A founding legend ascribes the convent's origins to a lay brother called Johannes; the convent's history from its founding to the election of abbess Margaretha Puffen was formerly depicted in a cycle of 15 painted wooden boards, that were destroyed in the fire of 1781; the only surviving copy is the affix in Johann Ludolf Lyßman's Historische Nachrichten (1772). The legend has it that Johannes claimed divine guidance in his quest to build the new convent. The community was founded 1228 in Restorf am Höhbeck by Johannes and four nuns who joined him in Magdeburg, but the group did not stay there. For unknown reasons, they moved on to Plate near Lüchow and later Bohndorf, before they eventually settled in Altenmedingen, where the first buildings were consecrated on 24 August 1241.

※ ※ ※

**Task set:**
[1] Answer these questions about the passage on the convent's founding:
(a) How many painted wooden boards made up the cycle depicting the convent's history?
(b) In what year was the community founded in Restorf am Höhbeck?
(c) On what date were the first buildings in Altenmedingen consecrated?
[2] In the passage on the convent's founding, why is the affix in Lyßman's Historische Nachrichten the only surviving copy of the painted history cycle?
[3] Reproduce the passage on the convent's founding word for word from "A founding legend" to "24 August 1241.".

Saved entries
※ ※ ※

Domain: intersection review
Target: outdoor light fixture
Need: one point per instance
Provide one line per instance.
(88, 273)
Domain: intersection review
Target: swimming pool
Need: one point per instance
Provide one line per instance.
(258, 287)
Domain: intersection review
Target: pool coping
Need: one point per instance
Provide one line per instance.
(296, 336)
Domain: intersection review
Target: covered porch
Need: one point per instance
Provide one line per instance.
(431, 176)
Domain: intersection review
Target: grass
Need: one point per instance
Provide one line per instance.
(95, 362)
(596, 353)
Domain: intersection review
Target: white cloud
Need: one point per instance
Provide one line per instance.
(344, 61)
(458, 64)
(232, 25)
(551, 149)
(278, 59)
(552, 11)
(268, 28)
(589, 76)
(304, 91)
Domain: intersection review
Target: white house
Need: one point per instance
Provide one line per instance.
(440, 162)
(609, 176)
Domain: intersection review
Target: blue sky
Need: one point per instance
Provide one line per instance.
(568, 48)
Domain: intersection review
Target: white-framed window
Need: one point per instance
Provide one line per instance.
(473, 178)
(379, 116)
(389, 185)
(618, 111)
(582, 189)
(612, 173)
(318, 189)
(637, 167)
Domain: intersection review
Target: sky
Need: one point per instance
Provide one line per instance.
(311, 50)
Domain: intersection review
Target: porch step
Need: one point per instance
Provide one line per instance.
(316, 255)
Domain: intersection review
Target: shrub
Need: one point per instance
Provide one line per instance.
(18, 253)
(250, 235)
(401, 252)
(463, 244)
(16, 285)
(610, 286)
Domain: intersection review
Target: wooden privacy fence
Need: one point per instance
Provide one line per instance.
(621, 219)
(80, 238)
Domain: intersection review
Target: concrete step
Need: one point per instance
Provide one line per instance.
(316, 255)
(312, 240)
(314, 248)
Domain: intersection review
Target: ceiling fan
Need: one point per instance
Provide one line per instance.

※ ※ ※

**Replies:**
[1]
(a) 15
(b) 1228
(c) 24 August 1241

[2] The cycle of 15 painted wooden boards was destroyed in the fire of 1781. That left the affix in Johann Ludolf Lyßman's Historische Nachrichten (1772) as the only surviving copy.

[3]
A founding legend ascribes the convent's origins to a lay brother called Johannes; the convent's history from its founding to the election of abbess Margaretha Puffen was formerly depicted in a cycle of 15 painted wooden boards, that were destroyed in the fire of 1781; the only surviving copy is the affix in Johann Ludolf Lyßman's Historische Nachrichten (1772). The legend has it that Johannes claimed divine guidance in his quest to build the new convent. The community was founded 1228 in Restorf am Höhbeck by Johannes and four nuns who joined him in Magdeburg, but the group did not stay there. For unknown reasons, they moved on to Plate near Lüchow and later Bohndorf, before they eventually settled in Altenmedingen, where the first buildings were consecrated on 24 August 1241.